= Written tasks =
(A) In the word chunks text, which book and page are cited as the source of Kelly Gallagher's "30-15-10 List"?
(B) Continue the word chunks text from its final line.

= Source document =
────────────────────────────────────────
Q: What are  Word Chunks?

They’re simply the Greek and Latin parts of words (i.e. prefixes, roots, and suffixes) that make up most words in the English language.  Kelly Gallagher and Kylene Beers both talk about teaching vocabulary or word-level comprehension by means of introducing students to these word chunks. Mike Schmoker, author of Focus, explains that the most effective classrooms “repeatedly practice and master…the 50 most common transferable word chunks…to build up students’ reading vocabulary” (2011, p. 104).  In other words, the highest performing teachers make time to introduce these word components to students.

Q: Why should I introduce my students to Word Chunks instead of just teaching them a list of actual vocabulary words?

If teachers reveal what’s behind these repeated Word Chunks, students will 1) have a better grasp of how the chunks make up the meaning of individual words and 2) they’ll also gain a deeper understanding of texts as a whole, because we all know comprehension is essential to the game.  And let’s be honest: not all kids have caught on that these chunks are repeated throughout our language; furthermore, they don’t realize the chunks have meaning on their own.

I always thought that my students would develop better vocabularies by just reading more. (Reading more is the solution to all the world’s problems, isn’t it?) And yeah,  they do learn more words, but only to an extent.  This indirect, cross-my-fingers-and-hope-type of vocabulary instruction wasn’t cutting it, especially for those kids that come from print-poor homes. The word poverty was so dense in my room that students needed serious rehab in order to get back on track.

Initially, I used a list of SAT vocab words given to me by my department chair.  Now, you see, we don’t use the SAT in Michigan, and “list” is a bit of a blurry word for this haphazard collection of overhead transparencies, each depicting a word with a punny cartoon drawing on it: “The condor is full of candor.” (If I actually could find the picture from all those years ago, you’d see a big ol’ bird swooping down to chop on some smaller creature whilst calling out, “Be prepared. I am going to eat you.”) I’ll just speed up the year of agony on this one and let you know that giving kids a random splattering of 100+ words—even if they did have cute pictures—didn’t really work.

Kelly Gallagher’s Word Attack Strategy: “The 30-15-10 List” (from Deeper Reading, p. 73)

Then <cue the cheesy music>, Kelly Gallagher walked in to my life, and a new intellectual crush was born.  Reading Reasons.  Deeper Reading.  Readicide. These books totally changed my understanding of reading instruction provided by my EDU 100-level courses.  

In terms of instruction, most reading/writing workshop teachers have pushed rote memorization out of the classroom; however, Gallagher says that it does have a place—albeit limited—in terms of memorizing the meaning of the most common word chunks.  He’s “not advocating some of those word dissection programs where students are asked to memorize hundreds and hundreds of prefixes, roots, and suffixes. The amount of time spent on these programs takes away from reading time, which is where the most effective vocabulary acquisition occurs. But students can benefit from knowing —that is, memorizing—some of the ‘staples'” (2004, p. 72). <<P.S. This don’t-buy-the-program talk reminds me of Teri Lesesne’s UNprogram post >>. Essentially, Gallagher says that if we want our students to comprehend the vocabulary in complex texts, they need to memorize the meaning behind the core chunks of most words.

Q: How should I roll out my instruction of the Word Chunks?
────────────────────────────────────────
= Supplied entries =
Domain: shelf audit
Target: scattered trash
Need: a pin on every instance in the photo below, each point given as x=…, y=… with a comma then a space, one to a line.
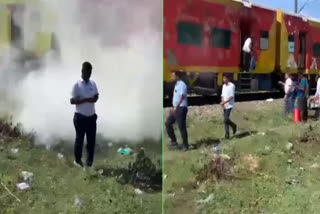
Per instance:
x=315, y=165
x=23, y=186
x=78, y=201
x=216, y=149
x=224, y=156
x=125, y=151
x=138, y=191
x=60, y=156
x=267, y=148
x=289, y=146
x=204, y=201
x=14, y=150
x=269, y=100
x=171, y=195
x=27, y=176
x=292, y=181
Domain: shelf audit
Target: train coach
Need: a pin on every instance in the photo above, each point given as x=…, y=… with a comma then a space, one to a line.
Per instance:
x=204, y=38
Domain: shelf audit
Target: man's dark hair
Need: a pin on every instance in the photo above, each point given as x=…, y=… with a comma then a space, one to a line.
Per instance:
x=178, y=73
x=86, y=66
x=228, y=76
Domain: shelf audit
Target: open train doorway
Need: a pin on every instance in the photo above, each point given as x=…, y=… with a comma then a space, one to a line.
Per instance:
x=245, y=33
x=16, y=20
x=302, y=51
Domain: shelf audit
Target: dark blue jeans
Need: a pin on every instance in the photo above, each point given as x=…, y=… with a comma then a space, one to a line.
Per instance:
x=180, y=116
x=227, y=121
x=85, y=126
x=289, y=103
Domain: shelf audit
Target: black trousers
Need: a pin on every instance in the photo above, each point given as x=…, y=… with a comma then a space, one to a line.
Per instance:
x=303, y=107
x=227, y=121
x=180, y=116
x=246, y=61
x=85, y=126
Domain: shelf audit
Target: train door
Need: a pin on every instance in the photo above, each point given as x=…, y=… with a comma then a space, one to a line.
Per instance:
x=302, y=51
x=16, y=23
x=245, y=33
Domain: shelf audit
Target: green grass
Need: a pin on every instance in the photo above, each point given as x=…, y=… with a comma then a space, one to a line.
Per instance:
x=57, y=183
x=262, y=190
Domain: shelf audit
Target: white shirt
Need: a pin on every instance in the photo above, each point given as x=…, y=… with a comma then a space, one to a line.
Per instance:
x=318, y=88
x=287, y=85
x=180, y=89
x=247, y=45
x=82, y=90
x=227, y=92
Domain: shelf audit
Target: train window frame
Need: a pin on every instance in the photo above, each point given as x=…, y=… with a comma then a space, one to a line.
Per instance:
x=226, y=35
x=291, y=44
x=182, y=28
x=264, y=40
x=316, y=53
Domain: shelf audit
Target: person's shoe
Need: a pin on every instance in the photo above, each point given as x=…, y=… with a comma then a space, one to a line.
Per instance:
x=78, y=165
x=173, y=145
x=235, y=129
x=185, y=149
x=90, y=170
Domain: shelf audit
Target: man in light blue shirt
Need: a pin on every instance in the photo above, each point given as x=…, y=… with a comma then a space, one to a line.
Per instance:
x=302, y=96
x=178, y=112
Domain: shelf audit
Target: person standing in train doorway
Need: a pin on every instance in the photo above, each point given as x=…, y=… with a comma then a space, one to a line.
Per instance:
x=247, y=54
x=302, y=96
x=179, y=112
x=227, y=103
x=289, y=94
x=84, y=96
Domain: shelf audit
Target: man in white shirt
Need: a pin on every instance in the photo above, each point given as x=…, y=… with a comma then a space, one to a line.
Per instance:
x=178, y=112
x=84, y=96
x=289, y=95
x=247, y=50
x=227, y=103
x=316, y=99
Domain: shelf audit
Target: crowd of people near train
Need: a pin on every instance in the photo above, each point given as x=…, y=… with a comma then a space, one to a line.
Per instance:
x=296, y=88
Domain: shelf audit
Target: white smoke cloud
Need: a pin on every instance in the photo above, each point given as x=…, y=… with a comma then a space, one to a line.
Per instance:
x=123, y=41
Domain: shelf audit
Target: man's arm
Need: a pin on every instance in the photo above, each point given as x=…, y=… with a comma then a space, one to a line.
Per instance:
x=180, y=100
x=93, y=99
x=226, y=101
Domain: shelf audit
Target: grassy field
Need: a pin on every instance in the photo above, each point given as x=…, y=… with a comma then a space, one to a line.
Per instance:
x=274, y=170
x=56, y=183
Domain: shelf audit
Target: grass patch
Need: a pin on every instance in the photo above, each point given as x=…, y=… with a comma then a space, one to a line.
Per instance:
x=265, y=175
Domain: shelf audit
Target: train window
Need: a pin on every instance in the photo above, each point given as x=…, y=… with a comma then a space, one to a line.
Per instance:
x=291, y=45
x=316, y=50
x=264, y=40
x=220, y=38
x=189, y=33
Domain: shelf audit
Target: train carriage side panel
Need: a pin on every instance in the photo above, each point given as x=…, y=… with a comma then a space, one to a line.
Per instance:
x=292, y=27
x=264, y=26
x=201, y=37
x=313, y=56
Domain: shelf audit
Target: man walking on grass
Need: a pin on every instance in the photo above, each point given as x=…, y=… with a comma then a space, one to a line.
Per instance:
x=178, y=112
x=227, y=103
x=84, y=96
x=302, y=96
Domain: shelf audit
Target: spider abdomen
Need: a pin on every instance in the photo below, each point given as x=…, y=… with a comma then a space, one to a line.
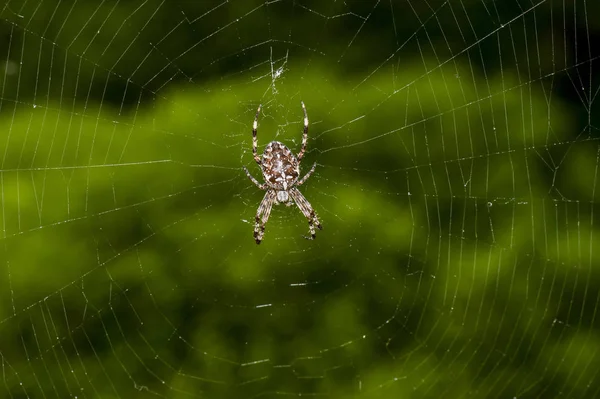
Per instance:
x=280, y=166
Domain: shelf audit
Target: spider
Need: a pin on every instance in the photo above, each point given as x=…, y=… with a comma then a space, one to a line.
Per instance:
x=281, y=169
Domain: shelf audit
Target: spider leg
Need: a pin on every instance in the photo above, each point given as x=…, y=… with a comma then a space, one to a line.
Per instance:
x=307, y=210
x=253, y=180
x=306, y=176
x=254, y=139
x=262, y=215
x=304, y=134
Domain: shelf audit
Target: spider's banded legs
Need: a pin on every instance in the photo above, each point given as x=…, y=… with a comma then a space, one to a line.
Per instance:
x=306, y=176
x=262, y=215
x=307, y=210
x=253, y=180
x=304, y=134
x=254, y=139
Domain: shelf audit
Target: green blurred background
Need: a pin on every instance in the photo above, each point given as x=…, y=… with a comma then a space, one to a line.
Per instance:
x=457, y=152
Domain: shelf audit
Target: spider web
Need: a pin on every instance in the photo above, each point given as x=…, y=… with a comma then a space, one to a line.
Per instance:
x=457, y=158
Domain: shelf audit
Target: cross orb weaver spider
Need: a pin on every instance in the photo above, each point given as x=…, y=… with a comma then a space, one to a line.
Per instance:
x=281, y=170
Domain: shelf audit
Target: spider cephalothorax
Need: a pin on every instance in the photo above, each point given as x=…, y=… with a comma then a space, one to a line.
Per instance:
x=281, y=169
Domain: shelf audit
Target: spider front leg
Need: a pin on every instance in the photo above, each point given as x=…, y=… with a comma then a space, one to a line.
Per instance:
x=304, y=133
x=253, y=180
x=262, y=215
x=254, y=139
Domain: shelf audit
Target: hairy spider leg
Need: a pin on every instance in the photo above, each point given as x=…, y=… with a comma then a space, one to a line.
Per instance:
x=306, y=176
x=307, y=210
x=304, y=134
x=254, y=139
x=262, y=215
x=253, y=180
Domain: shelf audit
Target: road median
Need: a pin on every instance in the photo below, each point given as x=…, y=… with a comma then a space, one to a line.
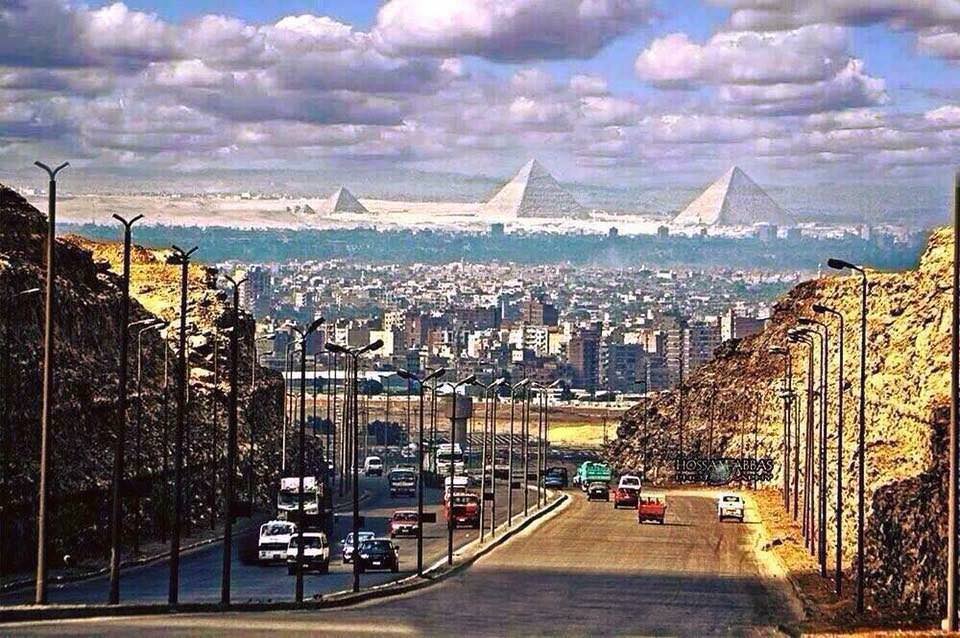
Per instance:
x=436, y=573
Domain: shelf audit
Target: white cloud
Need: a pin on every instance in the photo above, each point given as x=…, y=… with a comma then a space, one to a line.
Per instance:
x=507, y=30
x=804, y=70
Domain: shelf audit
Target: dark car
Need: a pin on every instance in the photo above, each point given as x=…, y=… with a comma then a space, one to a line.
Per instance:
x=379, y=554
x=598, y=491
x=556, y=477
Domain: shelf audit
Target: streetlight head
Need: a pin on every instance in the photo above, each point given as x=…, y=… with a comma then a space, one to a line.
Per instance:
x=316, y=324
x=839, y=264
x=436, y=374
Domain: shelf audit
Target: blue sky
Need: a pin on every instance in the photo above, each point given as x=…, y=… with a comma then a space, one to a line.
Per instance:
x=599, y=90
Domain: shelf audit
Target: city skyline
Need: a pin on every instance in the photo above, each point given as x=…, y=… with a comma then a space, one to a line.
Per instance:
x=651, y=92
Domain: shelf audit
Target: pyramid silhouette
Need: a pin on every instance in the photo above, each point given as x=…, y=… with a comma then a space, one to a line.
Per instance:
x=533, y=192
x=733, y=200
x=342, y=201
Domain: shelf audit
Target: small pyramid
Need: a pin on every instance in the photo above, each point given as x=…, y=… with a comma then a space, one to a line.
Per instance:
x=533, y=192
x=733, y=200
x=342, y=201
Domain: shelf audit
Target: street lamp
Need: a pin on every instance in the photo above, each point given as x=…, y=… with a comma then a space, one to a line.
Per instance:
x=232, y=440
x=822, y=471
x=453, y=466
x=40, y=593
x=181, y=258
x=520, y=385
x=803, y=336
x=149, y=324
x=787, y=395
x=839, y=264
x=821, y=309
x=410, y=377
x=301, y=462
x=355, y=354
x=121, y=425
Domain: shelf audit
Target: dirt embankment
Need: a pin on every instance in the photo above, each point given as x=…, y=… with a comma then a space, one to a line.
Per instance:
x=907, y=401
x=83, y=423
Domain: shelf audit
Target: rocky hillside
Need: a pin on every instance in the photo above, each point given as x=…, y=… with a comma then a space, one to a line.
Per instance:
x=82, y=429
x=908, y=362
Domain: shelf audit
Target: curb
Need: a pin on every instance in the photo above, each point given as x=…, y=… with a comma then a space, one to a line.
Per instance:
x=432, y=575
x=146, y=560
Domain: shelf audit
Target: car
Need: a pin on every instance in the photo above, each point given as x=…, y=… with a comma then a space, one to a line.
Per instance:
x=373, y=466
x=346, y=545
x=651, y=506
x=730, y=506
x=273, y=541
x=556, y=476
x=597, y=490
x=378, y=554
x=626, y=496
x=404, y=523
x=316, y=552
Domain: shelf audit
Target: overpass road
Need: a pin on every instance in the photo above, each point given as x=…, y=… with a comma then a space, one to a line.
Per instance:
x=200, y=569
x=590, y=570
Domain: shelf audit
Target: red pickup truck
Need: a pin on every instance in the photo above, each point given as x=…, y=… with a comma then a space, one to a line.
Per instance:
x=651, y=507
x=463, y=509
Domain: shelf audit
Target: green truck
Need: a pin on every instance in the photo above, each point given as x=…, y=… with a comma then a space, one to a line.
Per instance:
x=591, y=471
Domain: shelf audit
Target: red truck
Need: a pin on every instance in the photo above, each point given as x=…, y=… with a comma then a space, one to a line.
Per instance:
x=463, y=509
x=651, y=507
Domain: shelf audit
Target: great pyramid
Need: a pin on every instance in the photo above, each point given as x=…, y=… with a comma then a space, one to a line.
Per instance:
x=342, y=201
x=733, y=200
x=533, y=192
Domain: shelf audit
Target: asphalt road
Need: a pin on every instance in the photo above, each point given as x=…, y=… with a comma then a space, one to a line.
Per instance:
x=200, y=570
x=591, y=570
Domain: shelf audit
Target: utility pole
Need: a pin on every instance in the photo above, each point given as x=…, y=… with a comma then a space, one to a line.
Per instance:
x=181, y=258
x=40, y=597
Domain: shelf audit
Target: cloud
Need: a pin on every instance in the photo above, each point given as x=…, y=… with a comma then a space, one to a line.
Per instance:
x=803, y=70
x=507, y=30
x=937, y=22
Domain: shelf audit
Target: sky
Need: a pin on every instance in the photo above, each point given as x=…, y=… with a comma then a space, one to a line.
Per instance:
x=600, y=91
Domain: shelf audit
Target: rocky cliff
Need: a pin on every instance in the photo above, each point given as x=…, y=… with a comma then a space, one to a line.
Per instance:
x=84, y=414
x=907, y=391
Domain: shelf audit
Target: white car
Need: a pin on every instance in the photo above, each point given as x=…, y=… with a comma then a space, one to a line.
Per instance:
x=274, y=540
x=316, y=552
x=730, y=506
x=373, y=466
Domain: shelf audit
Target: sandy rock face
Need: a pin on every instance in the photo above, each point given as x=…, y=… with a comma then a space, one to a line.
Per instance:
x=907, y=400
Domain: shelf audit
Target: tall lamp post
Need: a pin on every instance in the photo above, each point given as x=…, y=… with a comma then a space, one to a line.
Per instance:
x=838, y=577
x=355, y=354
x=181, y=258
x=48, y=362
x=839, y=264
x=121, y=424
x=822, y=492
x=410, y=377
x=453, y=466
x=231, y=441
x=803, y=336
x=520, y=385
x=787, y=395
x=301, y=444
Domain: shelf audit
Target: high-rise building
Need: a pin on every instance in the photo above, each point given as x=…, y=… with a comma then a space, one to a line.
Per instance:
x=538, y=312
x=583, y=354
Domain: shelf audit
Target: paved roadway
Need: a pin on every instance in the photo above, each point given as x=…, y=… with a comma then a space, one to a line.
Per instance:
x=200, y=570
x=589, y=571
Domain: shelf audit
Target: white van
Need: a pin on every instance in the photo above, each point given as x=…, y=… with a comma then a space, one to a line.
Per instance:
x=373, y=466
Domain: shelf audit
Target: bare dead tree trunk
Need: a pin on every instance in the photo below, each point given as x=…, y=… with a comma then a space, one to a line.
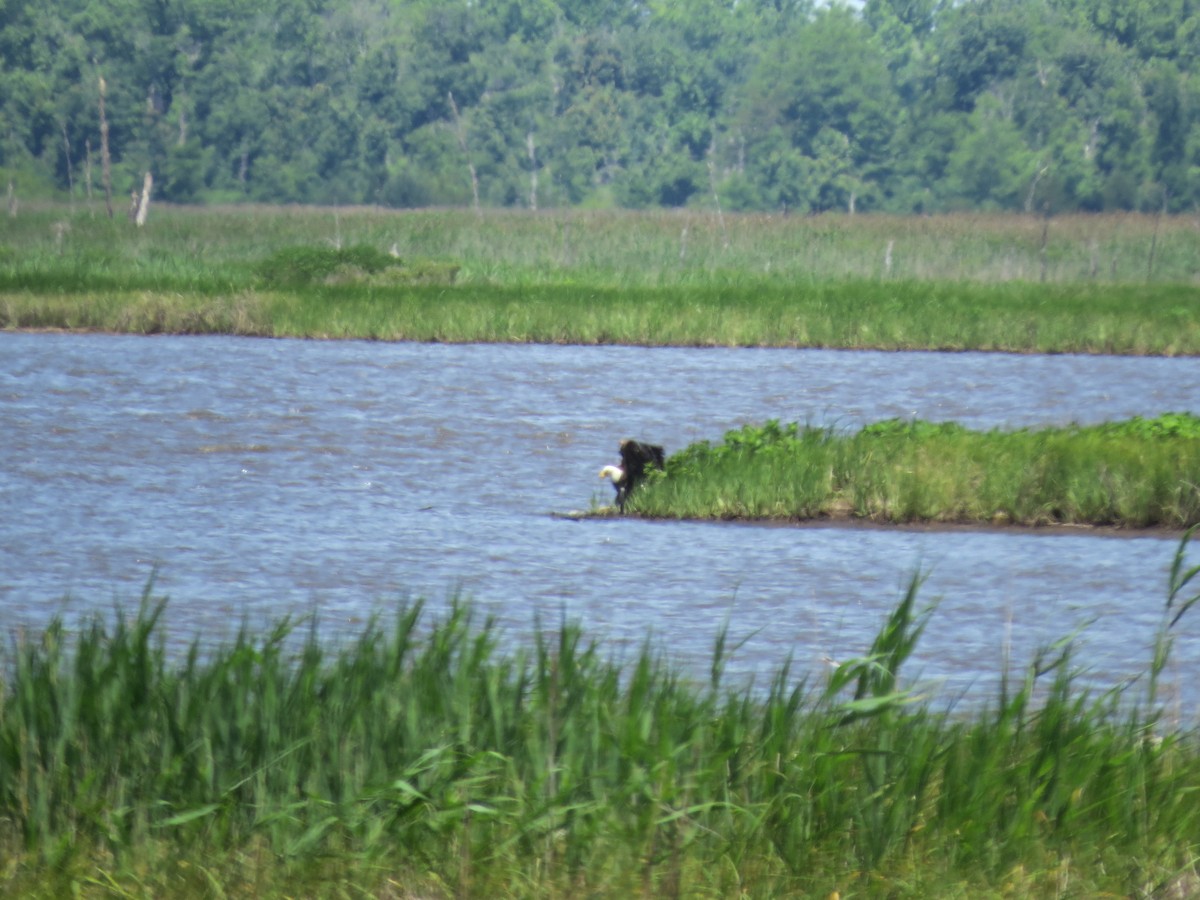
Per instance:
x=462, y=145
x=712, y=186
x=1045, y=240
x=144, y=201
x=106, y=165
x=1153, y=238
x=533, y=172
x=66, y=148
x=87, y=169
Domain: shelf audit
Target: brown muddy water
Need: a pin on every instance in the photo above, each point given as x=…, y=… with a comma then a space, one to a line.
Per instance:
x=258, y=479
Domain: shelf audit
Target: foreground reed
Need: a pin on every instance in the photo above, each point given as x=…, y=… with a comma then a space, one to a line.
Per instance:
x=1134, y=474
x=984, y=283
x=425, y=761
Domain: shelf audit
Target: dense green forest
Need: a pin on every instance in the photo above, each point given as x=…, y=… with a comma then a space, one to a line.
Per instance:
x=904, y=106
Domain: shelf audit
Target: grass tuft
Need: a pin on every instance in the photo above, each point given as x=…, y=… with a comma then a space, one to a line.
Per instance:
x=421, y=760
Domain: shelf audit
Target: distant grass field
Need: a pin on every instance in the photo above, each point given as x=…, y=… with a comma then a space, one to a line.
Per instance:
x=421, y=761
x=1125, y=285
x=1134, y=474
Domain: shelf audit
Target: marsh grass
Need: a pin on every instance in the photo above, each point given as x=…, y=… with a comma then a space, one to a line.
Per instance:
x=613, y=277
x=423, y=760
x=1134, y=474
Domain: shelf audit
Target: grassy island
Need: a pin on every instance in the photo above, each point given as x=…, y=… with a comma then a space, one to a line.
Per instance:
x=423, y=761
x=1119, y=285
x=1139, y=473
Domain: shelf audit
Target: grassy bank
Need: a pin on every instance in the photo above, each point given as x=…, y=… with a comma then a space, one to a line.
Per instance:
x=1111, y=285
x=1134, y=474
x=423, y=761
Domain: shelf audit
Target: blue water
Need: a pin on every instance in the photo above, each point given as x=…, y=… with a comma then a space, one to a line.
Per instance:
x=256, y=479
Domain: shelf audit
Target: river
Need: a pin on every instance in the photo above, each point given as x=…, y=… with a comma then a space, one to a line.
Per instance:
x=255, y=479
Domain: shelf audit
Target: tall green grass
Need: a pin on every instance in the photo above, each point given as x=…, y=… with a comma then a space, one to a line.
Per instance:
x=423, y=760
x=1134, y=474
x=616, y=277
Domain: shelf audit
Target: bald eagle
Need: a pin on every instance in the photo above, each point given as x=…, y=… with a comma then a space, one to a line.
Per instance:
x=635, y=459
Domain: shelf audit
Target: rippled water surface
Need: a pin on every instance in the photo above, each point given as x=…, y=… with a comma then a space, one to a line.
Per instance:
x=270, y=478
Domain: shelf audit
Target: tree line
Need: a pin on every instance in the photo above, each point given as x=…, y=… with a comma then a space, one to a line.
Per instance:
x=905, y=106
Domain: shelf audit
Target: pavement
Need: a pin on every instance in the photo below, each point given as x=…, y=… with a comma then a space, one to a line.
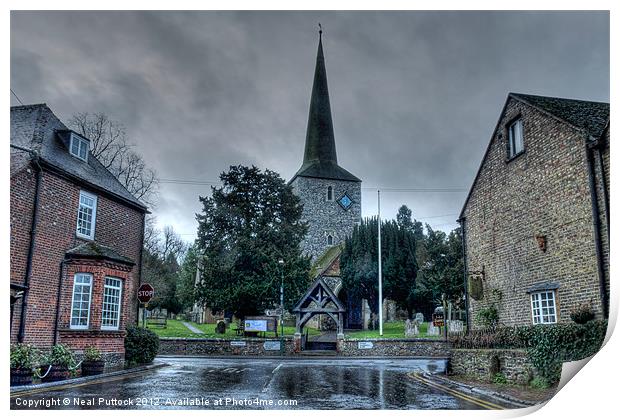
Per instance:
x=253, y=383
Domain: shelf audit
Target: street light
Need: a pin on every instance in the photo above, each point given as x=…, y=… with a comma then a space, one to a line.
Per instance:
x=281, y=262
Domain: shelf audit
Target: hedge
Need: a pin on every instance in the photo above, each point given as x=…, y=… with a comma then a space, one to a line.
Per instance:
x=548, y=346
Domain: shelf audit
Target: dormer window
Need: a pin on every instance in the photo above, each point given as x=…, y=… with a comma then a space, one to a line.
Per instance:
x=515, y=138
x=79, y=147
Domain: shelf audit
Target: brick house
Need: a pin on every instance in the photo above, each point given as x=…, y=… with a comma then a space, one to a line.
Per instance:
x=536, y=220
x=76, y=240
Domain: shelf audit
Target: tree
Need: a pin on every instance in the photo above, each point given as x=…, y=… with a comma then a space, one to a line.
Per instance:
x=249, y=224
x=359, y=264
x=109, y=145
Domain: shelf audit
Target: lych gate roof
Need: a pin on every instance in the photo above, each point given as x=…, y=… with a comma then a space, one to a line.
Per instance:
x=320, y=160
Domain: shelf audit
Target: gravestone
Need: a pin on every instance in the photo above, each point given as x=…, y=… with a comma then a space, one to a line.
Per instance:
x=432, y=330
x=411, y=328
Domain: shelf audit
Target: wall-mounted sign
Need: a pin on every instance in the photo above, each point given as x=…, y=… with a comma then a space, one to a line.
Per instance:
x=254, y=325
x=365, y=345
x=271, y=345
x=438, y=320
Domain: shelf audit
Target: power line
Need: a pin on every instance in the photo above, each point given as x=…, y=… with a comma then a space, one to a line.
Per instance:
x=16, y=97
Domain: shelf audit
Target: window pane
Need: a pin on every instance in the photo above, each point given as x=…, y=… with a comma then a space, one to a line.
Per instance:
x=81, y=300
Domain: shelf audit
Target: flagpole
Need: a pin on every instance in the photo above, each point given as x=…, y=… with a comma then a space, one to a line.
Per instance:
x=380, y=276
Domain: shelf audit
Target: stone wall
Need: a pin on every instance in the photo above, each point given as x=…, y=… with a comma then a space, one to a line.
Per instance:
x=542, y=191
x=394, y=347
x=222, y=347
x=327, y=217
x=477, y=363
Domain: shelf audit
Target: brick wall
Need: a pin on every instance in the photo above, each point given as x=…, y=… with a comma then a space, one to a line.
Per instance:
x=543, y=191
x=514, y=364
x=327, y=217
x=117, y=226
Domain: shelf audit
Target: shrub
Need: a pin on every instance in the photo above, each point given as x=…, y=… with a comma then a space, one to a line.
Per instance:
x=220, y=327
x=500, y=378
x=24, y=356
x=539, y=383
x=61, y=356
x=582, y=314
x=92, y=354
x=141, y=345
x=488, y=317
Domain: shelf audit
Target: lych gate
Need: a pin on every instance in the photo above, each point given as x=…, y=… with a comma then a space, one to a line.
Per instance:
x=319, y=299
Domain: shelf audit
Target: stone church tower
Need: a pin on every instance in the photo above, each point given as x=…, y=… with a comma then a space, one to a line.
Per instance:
────────────────────────────────────────
= Answer list =
(A) Deeper Reading, page 73.

(B)
Gallagher provides 55 of the most common chunks in Deeper Reading: Comprehending Challenging Texts, 4-12 (2004). Like Gallagher, I dole them out to students five terms at time, snowballing the list slowly until I am convinced that they’ve mastered all of the terms.  For example, I might introduce #1-5 in the first week, #1-10 in the second week, and then stick with #1-15 for the third and fourth week, before adding another five terms in the fifth week.

Word Chunks Pre-Test on Google Forms

Initially, of course, I do a pre-test with my students.  This is very quick and informal, because I use Google Forms to create the quiz.

Get the actual document here: Word Chunks – Student Study Pack

After that, my students work from a document that I created, drawing on Robert Marzano’s research about best practice for acquiring vocabulary, which includes drawing visual representations and generating word examples that use the chunk.

Generally, we spend under ten minutes of direct instruction on this each week; however, my students could easily suck up more of our class time as they try to impress one another with more unique examples of the word chunk in practice. So, I caution you to be aware of this early on when you introduce this to your students.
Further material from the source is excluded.